Source: *ICallbackEventHandler vs AJAX.NET*

----------


## Bnt

Hi,

I vote for AJAX, as they both achieve the same result. AJAX though prevents vendor lock in. If you want to change from a MS server to a *nix/other server you can do so with minimal effort, provided you didn't use AJAX from within ASP/.NET code.

Byron

----------


## womalley

Remember tho...

With AJAX .. at least now you are required to download AJAX.net if you want to us it in a .NET application, if you are developing with 2.0 however there is no need to download anything as the ClientCallback is already part of the framework. Untill Microsoft releases their AJAX.net plug-in I will have to put my vote on ClientCallBack.

AJAX Examples:
]http://www.backbase.com 

http://www.ajaxmatters.com 

XMLHttpRequest Examples:

http://developer.apple.com/internet/...mlhttpreq.html 


http://www.fiftyfoureleven.com/search/?p=xmlhttprequest 


Thanks again for the reply's

Will

----------


## Bnt

> Remember tho...

DATASET EXCERPTS —
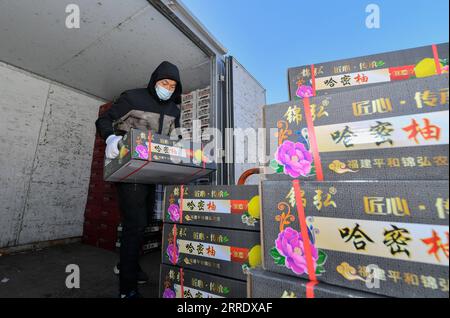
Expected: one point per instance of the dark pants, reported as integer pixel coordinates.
(136, 203)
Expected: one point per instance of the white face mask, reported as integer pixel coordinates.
(163, 93)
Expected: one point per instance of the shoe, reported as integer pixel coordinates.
(142, 276)
(131, 295)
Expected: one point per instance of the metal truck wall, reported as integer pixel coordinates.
(47, 137)
(248, 98)
(364, 71)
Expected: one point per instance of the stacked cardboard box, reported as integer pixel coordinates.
(356, 192)
(395, 131)
(188, 113)
(152, 237)
(102, 214)
(196, 106)
(383, 237)
(204, 109)
(263, 284)
(212, 232)
(177, 282)
(377, 69)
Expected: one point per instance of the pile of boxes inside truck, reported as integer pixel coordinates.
(196, 106)
(211, 239)
(355, 197)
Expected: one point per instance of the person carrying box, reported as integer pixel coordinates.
(153, 108)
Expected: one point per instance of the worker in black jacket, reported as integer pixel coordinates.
(153, 108)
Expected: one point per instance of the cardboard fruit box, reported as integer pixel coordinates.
(176, 282)
(264, 284)
(396, 131)
(228, 253)
(233, 207)
(354, 73)
(388, 238)
(153, 159)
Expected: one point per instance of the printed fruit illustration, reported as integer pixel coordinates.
(253, 207)
(254, 256)
(426, 68)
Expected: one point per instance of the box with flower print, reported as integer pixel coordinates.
(354, 73)
(264, 284)
(176, 282)
(232, 207)
(149, 158)
(228, 253)
(386, 237)
(396, 131)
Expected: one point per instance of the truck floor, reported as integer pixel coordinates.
(41, 274)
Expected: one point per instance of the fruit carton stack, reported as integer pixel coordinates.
(204, 109)
(196, 105)
(102, 213)
(152, 237)
(355, 197)
(188, 113)
(211, 239)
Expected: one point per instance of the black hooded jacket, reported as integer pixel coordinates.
(142, 108)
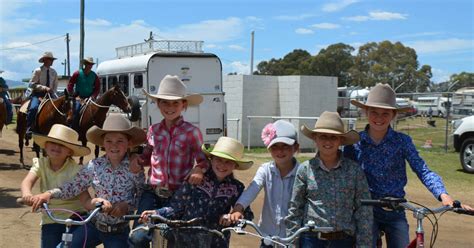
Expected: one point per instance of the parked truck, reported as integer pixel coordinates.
(142, 66)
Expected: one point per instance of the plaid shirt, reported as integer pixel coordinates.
(172, 153)
(113, 184)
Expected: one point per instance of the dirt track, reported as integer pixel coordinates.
(454, 230)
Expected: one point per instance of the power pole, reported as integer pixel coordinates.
(67, 51)
(251, 52)
(81, 47)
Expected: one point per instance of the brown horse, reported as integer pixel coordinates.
(95, 112)
(52, 111)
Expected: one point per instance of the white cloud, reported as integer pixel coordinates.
(236, 47)
(440, 75)
(436, 46)
(378, 16)
(333, 7)
(89, 22)
(325, 25)
(294, 17)
(304, 31)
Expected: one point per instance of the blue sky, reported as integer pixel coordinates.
(442, 32)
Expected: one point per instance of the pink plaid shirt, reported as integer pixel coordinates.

SHORT PROBLEM —
In the ICallbackEventHandler vs AJAX.NET thread, what does womalley say is already part of the framework for developers using 2.0?

SOLUTION FOR THIS PROBLEM —
The ClientCallback.